■ Directions for this task: Count the lines of the records that contain the string "negative", treating case as significant, and give only the number.

═══ Provided entries ═══

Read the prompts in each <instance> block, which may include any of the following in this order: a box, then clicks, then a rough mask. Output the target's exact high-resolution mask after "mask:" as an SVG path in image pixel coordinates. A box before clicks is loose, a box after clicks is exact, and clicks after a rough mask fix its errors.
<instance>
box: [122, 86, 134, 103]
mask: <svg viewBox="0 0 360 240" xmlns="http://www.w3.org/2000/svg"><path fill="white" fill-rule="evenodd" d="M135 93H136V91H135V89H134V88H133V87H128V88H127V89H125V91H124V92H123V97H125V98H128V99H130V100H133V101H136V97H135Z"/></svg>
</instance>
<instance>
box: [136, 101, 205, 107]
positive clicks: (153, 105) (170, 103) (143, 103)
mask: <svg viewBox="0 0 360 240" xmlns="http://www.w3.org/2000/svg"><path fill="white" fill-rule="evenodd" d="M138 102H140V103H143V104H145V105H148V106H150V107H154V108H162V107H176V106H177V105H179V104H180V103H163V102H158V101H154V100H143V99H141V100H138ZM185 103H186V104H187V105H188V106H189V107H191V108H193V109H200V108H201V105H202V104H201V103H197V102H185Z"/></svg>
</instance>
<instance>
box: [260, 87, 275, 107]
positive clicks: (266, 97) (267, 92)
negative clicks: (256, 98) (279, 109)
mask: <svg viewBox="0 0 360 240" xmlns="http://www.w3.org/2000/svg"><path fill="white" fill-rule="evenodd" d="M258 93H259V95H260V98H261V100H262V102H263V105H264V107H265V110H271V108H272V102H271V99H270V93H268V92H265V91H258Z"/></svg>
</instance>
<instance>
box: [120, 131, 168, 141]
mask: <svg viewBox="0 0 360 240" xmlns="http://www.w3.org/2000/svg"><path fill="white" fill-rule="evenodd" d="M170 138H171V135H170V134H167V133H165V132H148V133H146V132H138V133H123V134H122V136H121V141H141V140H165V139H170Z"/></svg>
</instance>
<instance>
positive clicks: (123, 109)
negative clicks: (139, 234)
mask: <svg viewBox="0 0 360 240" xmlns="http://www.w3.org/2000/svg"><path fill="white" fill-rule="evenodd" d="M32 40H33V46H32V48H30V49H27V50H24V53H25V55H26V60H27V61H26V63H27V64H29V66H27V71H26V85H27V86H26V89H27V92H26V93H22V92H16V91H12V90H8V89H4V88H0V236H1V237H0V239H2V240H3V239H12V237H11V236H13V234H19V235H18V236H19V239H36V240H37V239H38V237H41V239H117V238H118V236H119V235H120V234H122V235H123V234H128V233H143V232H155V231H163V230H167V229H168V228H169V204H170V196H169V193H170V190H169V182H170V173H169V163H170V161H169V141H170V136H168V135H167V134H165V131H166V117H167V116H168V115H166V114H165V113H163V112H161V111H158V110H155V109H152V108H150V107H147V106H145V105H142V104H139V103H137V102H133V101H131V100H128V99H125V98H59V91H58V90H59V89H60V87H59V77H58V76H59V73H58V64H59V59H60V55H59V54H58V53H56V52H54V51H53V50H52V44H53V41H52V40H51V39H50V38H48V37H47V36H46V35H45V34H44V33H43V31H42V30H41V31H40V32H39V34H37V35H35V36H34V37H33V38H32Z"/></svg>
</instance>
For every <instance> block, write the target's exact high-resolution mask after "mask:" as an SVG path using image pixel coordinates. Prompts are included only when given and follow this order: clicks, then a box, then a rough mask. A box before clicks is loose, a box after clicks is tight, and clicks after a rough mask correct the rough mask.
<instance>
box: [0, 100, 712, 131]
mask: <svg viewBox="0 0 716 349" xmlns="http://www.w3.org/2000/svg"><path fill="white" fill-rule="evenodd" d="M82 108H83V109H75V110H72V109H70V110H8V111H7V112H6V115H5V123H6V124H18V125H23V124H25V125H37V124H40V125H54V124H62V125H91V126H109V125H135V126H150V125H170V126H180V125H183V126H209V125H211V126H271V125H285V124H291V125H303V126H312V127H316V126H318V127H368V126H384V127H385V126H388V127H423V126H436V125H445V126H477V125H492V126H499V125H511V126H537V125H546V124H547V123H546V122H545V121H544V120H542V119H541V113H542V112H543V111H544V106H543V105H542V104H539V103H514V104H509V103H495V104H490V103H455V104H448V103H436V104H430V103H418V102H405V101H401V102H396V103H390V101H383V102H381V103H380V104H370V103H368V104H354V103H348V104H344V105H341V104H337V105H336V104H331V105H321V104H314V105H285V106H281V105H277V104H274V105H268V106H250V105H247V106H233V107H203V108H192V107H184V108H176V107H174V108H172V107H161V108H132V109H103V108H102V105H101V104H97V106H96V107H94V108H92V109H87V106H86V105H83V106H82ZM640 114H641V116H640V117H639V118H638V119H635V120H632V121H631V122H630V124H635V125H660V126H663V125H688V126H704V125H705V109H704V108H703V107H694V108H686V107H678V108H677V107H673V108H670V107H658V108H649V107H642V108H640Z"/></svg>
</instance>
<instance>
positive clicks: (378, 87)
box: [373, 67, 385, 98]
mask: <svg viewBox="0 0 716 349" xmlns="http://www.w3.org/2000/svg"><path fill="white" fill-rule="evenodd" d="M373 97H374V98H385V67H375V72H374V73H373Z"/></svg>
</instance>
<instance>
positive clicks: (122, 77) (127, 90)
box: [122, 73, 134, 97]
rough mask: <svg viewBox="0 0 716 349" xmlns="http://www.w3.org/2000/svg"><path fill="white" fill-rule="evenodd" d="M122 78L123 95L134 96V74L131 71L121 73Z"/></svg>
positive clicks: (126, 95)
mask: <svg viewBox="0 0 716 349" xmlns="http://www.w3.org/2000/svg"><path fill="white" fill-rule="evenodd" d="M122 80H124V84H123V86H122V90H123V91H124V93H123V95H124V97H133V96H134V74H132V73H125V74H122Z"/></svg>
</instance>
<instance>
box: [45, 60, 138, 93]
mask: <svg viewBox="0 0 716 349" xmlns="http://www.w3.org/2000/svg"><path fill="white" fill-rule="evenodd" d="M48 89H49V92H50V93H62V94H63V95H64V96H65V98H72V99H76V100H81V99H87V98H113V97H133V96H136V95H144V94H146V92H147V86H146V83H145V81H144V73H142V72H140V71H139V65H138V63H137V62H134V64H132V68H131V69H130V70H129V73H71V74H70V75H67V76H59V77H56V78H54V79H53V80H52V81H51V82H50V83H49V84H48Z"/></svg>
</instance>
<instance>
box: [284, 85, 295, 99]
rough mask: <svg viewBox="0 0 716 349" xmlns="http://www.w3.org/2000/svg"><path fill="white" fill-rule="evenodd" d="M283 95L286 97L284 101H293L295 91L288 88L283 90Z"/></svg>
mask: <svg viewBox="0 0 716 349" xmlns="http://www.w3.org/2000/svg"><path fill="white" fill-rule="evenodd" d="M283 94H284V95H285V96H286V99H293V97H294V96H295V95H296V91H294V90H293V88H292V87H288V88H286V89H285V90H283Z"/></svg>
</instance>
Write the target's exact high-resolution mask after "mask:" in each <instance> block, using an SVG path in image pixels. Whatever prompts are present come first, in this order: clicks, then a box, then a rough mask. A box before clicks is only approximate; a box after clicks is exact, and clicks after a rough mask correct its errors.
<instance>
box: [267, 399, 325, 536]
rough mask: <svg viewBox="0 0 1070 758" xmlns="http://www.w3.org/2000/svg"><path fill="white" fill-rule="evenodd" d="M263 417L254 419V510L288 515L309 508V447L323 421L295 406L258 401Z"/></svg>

═══

■ The completed task: 2